• **Extract to read**
## BEGIN

Istanbul, Ravenna & Venice: The Byzantine Legacy

Written and with photographs by Dr Kathleen Olive

In this photo-essay, Kathleen reflects on her recent impressions of leading our Istanbul, Ravenna and Venice tour. This residential-style itinerary focuses on the glittering achievements of the Byzantine Empire in the Middle Ages, from capitals at Constantinople/Istanbul and Ravenna, to the most spectacular “daughter” of the Empire, Venice.

Piecing together the puzzle

Limelight Arts Travel’s tour to Istanbul, Ravenna and Venice brings together a number of elements that I love: a residential-style tour is always fun to lead, for example, because you can avoid the worst of the crowds, settle in without constant packing and unpacking, and really get a sense of what makes a place tick. When you’re in a cosmopolitan capital like Istanbul or – the world’s most romantic city – Venice, it’s a particular joy to dive beneath the surface.

I also love an itinerary that follows a strong theme: as a tour leader, it means you’re with a group that shares your close interests. On this occasion, we were looking at the mosaics, frescoes, architecture, sculpture and culture of arguably the most sophisticated power in the Middle Ages, the Byzantine Empire. Given that its best-preserved artefacts are located in precisely these three places, there was a lot of grist for our mill.

And there were some very special experiences in store too, including a private after-hours visit exclusive to our group at both Istanbul’s Archaeological Museum and St Mark’s Basilica in Venice, as well as stand-out meals inside Istanbul’s Spice Bazaar and on Venetian Torcello. Throw in a private cruise up the Bosphorus and some very friendly felines in Istanbul, and this crazy cat lady was in seventh heaven!

The rise of Constantinople

We started in Istanbul, together with our passionate and knowledgeable local guide Bülent, by uncovering the city’s meteoric rise after Constantine the Great established a capital there. This included visits to the Basilica Cisterns – I could hear the theme music to From Russia With Love in my head! – and the Hippodrome, the latter the scene of Emperor Justinian’s risky triumph in the Nike Revolt and the original location for significant war loot, such as Venice’s proud bronze horses. Those of us who had visited Hagia Sophia (with its distinctive green carpets, above) before its 2020 retransformation into a mosque had an even better opportunity to meditate on the impact of this one building: church, mosque, museum, and now a hybrid of the latter two.

## END

• **Data section**
## BEGIN

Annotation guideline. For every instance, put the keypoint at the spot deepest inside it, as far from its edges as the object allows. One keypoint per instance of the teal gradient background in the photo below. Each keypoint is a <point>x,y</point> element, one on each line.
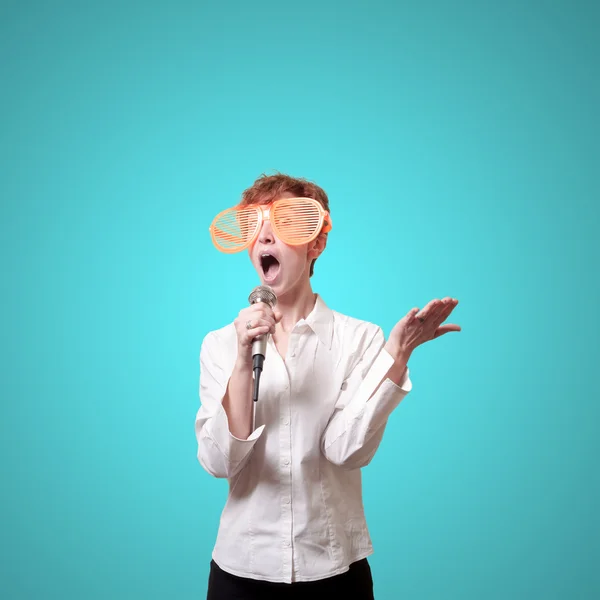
<point>458,142</point>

## END

• **Exercise requirements**
**a.** From the essay on the Istanbul, Ravenna and Venice tour, copy word for word the passage starting with "In this photo-essay, Kathleen" and going on through "the Empire, Venice.".
**b.** Write the next part of the essay on the Istanbul, Ravenna and Venice tour, beginning right after its final sentence.
The material has no connection to the Byzantine tour essay.

• **Responses to the tasks**
**a.**
In this photo-essay, Kathleen reflects on her recent impressions of leading our Istanbul, Ravenna and Venice tour. This residential-style itinerary focuses on the glittering achievements of the Byzantine Empire in the Middle Ages, from capitals at Constantinople/Istanbul and Ravenna, to the most spectacular “daughter” of the Empire, Venice.

**b.**
A personal highlight for me was our visit to a small but elegant mosque, constructed by Justinian as a church dedicated to Saints Sergius and Bacchus. Its finely drilled capitals and architraves (above), still with a dedicatory inscription to Justinian and his wife Theodora, offer an impression in miniature of how Hagia Sophia was itself constructed. And as it’s exactly coeval with that other great church of Justinian and Theodora’s reign, San Vitale in Ravenna, it was fascinating to be able to make the comparisons in person.

There’s nothing like an attendant opening a museum just for you: there were many spine-tingling moments for me on our private after-hours visit of the Istanbul Archaeological Museum, but coming face-to-face with a giant head of the poet Sappho (above) and extensive collections of ancient jewellery would be at the top of my list.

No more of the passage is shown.